(REQUIREMENTS) Copy the records below, from the line containing "For every instance of the ceiling fan blade" through the end of the records, swapping "pointer" for "marker" and changing nothing else. Leave the pictures out.

Begin DATA PROVIDED

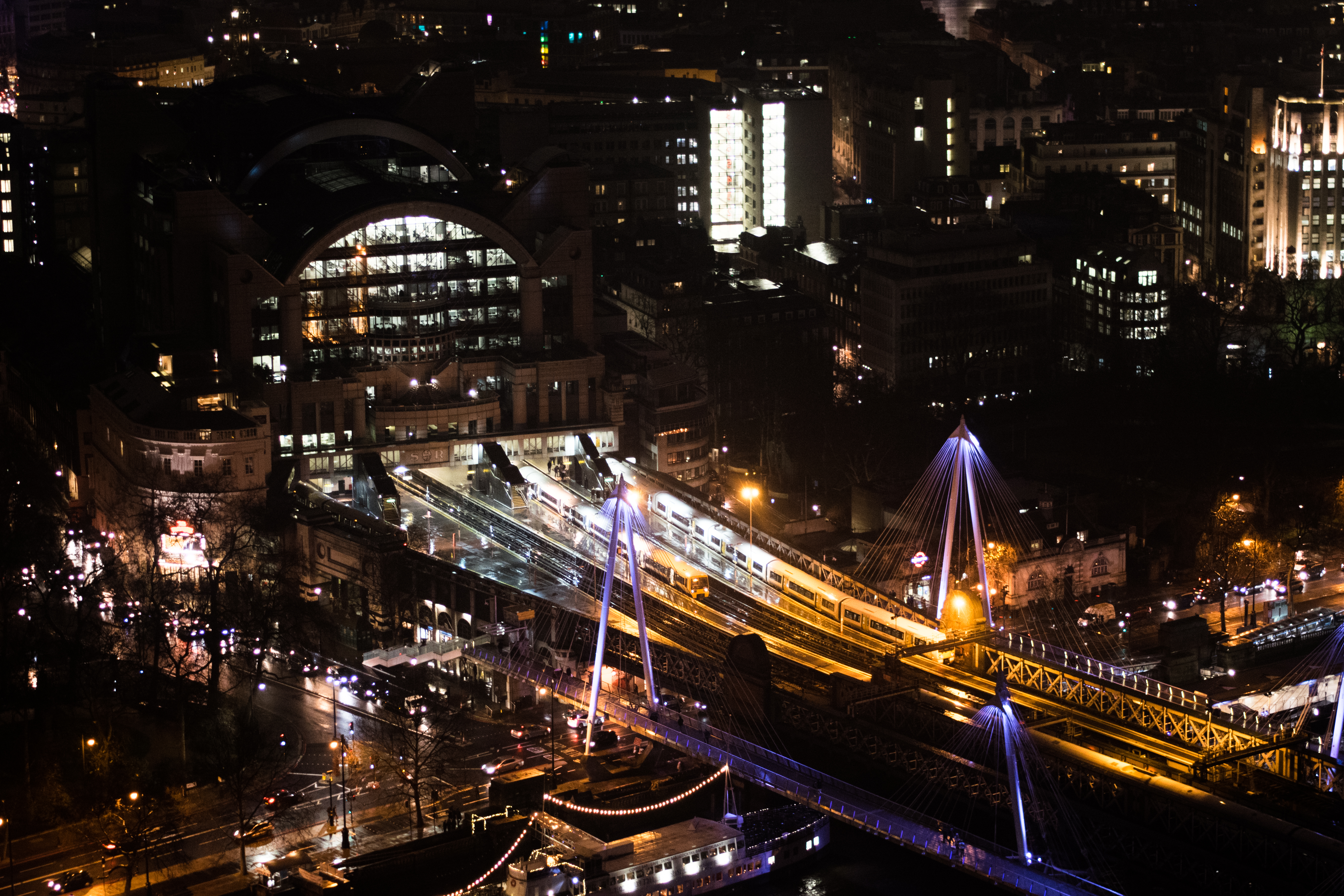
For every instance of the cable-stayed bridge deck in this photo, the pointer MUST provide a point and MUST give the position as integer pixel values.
(838, 799)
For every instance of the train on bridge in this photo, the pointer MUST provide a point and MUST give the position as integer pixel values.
(851, 613)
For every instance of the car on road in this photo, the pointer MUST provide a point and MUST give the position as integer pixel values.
(529, 733)
(70, 882)
(279, 799)
(578, 719)
(1185, 601)
(502, 764)
(1299, 586)
(256, 831)
(603, 739)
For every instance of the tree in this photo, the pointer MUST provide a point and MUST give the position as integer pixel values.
(249, 761)
(134, 827)
(1308, 319)
(411, 749)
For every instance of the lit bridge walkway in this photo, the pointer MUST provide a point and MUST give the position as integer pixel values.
(439, 652)
(831, 796)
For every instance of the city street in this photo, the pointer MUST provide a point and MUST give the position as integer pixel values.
(303, 708)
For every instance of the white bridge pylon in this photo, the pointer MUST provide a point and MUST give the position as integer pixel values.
(624, 514)
(967, 448)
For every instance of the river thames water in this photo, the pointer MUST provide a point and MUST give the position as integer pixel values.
(859, 864)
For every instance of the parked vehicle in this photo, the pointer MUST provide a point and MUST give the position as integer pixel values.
(256, 831)
(527, 733)
(603, 739)
(1097, 615)
(502, 764)
(578, 719)
(70, 882)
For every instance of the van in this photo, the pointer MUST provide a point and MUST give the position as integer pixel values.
(1097, 615)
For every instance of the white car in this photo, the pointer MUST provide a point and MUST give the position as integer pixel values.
(578, 719)
(502, 765)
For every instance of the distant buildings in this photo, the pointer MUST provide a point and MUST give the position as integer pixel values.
(1116, 303)
(960, 309)
(148, 432)
(1297, 176)
(386, 297)
(64, 64)
(1135, 152)
(768, 158)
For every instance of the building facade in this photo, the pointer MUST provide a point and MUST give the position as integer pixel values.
(768, 158)
(962, 309)
(1115, 304)
(892, 127)
(1136, 152)
(382, 300)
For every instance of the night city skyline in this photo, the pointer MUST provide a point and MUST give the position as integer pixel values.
(662, 447)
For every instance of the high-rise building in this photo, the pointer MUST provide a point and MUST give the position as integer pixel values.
(769, 158)
(1301, 168)
(1221, 167)
(18, 210)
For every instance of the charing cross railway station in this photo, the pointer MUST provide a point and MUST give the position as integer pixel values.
(617, 448)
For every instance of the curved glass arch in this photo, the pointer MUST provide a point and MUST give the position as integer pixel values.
(409, 289)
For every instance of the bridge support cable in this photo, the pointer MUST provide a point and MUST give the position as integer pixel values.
(945, 573)
(827, 795)
(1012, 730)
(622, 511)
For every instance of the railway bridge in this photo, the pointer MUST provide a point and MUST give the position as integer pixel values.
(1119, 742)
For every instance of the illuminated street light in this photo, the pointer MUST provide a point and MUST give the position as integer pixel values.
(750, 493)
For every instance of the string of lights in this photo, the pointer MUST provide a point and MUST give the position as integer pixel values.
(496, 866)
(635, 812)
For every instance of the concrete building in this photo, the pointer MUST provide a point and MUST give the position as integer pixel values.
(62, 64)
(18, 198)
(892, 127)
(1138, 152)
(380, 297)
(1299, 176)
(667, 135)
(769, 158)
(667, 410)
(156, 436)
(1011, 125)
(1115, 305)
(958, 309)
(636, 191)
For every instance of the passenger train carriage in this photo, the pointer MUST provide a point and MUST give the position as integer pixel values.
(854, 615)
(548, 491)
(666, 567)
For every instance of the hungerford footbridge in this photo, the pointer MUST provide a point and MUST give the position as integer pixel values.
(1167, 786)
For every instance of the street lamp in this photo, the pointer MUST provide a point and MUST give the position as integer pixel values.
(750, 493)
(345, 795)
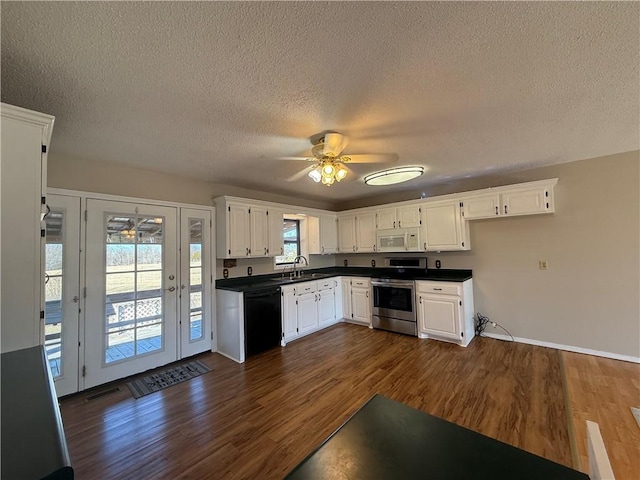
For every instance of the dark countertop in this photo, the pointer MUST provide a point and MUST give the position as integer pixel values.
(386, 439)
(245, 284)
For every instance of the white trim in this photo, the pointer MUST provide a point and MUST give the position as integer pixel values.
(122, 198)
(229, 357)
(568, 348)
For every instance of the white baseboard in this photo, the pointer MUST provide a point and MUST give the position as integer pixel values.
(228, 356)
(568, 348)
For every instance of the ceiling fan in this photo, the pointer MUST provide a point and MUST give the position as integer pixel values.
(329, 164)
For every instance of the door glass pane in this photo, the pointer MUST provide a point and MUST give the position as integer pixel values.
(54, 261)
(195, 279)
(134, 286)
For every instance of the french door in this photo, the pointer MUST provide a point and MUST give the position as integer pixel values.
(62, 291)
(131, 289)
(195, 281)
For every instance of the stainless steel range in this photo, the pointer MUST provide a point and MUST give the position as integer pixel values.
(394, 305)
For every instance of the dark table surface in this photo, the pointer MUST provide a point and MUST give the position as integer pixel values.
(386, 439)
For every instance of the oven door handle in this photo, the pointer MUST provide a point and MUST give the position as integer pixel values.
(393, 284)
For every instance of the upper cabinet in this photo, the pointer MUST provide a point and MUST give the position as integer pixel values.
(25, 142)
(404, 216)
(444, 227)
(523, 199)
(357, 232)
(246, 230)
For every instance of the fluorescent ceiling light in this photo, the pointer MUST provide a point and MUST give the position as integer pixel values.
(393, 175)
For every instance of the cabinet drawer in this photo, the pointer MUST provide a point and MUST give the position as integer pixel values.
(306, 287)
(443, 288)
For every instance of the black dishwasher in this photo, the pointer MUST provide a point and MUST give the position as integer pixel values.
(262, 320)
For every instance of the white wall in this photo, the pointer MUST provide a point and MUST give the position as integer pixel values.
(590, 296)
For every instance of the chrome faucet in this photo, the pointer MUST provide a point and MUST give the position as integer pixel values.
(296, 262)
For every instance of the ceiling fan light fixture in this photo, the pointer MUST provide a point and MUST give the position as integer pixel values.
(315, 175)
(394, 175)
(341, 172)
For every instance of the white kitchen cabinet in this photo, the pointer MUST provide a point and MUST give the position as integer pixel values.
(307, 307)
(326, 305)
(307, 313)
(405, 216)
(346, 297)
(481, 206)
(526, 201)
(445, 311)
(328, 234)
(258, 231)
(522, 199)
(245, 230)
(365, 232)
(25, 143)
(360, 301)
(289, 310)
(276, 237)
(347, 233)
(444, 227)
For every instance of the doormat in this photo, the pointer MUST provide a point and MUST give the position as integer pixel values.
(166, 378)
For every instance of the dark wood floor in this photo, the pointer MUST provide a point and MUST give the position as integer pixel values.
(258, 420)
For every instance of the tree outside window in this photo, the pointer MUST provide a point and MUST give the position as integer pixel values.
(291, 235)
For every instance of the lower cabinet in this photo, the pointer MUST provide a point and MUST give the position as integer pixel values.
(445, 311)
(356, 300)
(307, 307)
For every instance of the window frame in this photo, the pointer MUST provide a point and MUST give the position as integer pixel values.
(298, 242)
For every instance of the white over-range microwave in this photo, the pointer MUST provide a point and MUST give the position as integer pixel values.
(399, 240)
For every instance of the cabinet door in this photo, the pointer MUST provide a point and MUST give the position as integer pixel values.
(238, 224)
(259, 232)
(307, 313)
(360, 305)
(276, 239)
(409, 216)
(366, 232)
(326, 307)
(346, 297)
(328, 234)
(443, 226)
(347, 234)
(289, 314)
(386, 218)
(482, 206)
(440, 315)
(526, 201)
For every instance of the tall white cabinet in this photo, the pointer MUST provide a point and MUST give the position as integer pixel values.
(25, 143)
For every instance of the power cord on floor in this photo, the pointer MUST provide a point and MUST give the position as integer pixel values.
(482, 321)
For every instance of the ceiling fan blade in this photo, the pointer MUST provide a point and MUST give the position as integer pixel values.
(308, 159)
(334, 144)
(373, 158)
(301, 174)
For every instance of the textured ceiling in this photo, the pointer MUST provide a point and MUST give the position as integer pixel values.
(219, 91)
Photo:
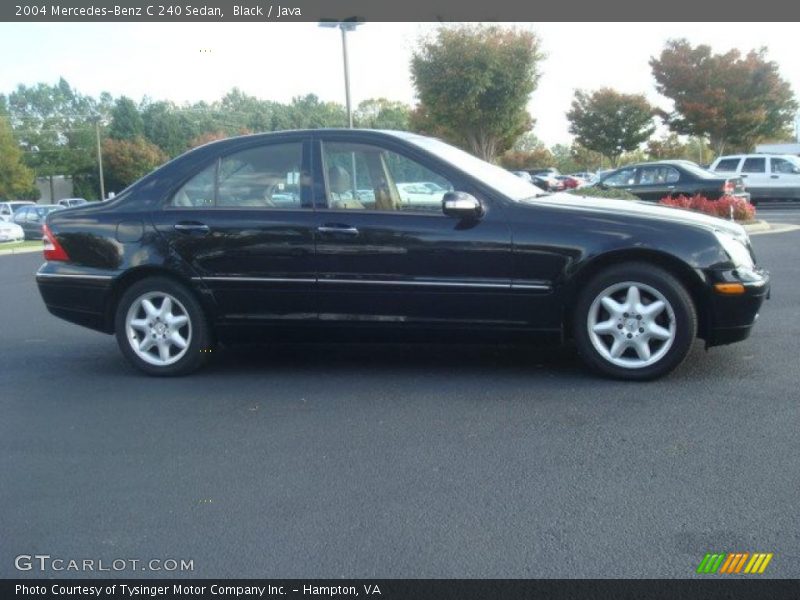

End DATA PROVIDED

(COMPLETED EXERCISE)
For every instance of the ceiling fan blade in this photo, the marker MUST provide a point and MUST give the position as integer pixel values.
(308, 159)
(334, 144)
(373, 158)
(301, 174)
For every instance of the textured ceiling in this photo, the marker MUST provide a point and MUST give the position as integer pixel values.
(219, 91)
Photo:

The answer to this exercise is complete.